Curriculum Development that supports K-12 teachers and Penn students
Penn continues to be a national leader in programs that provide direct support to schools in the form of academically-based community service (ABCS) courses. Penn has approximately 100 ABCS courses taught by nearly 50 faculty from across the University. ABCS courses significantly benefit our own students, are linked to many faculty research projects, reduce class size by involving Penn faculty and students in the classroom, and enhance the teaching curricula and skills of our K-12 partners.
Sometimes we have been able to organize multiple courses around specific projects in the school and community. For example, a school-within-a-school at UCHS is working to teach all subjects through community planning. They are assisted by a number of Penn courses where Penn and UCHS students learn together through collaborative problem solving. In John Keene's Brownfields course, Penn and UCHS students investigate local brownfield (abandoned industrial) sites and possible remedies. Ralph Rosen's Teaching Plato's Republic students struggle with the UCHS students about the nature of good government and participation in government. Genie Birch's City Planning interns work with teachers to develop lesson plans on Philadelphia and West Philadelphia studies. And John Keenan's Computer-Aided Design (CAD) students learn CAD by teaching CAD. GSE has placed nine student teachers full time in this school-within-a-school who play an instrumental role in integrating these resources by working with the teachers to build the curriculum. As a result, the UCHS students and teachers are learning by making plans for their own community that they will share with local leaders.

▶ Task instructions:
1. Name every Penn faculty member whose course is mentioned in the passage on Penn's curriculum development.
2. According to the passage on Penn's curriculum development, how do ABCS courses reduce class size?

Collected data
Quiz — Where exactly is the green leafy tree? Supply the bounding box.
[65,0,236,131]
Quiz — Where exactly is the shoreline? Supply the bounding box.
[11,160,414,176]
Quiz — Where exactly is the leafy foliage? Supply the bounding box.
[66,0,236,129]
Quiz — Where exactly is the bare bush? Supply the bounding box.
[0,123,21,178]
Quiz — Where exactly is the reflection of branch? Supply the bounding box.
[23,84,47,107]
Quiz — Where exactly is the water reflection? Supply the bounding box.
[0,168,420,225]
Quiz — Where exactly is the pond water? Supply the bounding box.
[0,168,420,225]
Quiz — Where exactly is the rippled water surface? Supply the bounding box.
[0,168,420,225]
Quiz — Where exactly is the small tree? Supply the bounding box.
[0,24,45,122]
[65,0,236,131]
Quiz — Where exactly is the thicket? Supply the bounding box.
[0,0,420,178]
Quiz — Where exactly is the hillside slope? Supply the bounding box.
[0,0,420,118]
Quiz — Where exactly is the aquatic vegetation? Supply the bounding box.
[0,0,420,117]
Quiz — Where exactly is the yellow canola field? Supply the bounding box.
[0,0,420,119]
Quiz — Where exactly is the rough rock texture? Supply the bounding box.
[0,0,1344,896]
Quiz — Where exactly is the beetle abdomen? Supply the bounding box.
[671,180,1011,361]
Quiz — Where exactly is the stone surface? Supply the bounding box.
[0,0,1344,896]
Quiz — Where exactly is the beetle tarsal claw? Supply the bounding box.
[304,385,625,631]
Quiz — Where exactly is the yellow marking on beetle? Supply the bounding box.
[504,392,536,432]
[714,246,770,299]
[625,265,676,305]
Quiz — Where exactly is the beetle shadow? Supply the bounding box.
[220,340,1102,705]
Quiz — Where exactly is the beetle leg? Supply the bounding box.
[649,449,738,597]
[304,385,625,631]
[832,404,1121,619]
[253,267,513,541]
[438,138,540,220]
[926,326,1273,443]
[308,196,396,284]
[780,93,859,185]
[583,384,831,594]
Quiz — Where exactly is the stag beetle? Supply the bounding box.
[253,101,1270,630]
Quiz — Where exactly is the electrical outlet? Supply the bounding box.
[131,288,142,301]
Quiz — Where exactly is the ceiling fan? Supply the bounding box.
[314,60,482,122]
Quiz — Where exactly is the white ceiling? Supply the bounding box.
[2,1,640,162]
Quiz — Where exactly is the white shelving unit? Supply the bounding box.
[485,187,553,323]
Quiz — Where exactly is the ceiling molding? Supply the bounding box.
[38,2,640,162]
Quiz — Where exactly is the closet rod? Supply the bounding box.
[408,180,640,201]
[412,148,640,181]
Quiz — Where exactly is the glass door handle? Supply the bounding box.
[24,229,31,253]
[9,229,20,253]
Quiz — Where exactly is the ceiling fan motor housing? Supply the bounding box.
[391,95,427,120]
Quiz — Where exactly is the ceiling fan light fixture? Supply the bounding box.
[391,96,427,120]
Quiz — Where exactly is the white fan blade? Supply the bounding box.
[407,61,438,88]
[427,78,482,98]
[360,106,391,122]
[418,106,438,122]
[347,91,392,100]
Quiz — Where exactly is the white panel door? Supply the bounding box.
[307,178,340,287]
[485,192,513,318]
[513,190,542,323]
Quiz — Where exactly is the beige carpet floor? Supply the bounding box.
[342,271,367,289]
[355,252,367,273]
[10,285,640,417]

▶ Solutions per task:
1. John Keene, Ralph Rosen, Genie Birch, John Keenan

2. They reduce class size by bringing Penn faculty and students into the classroom.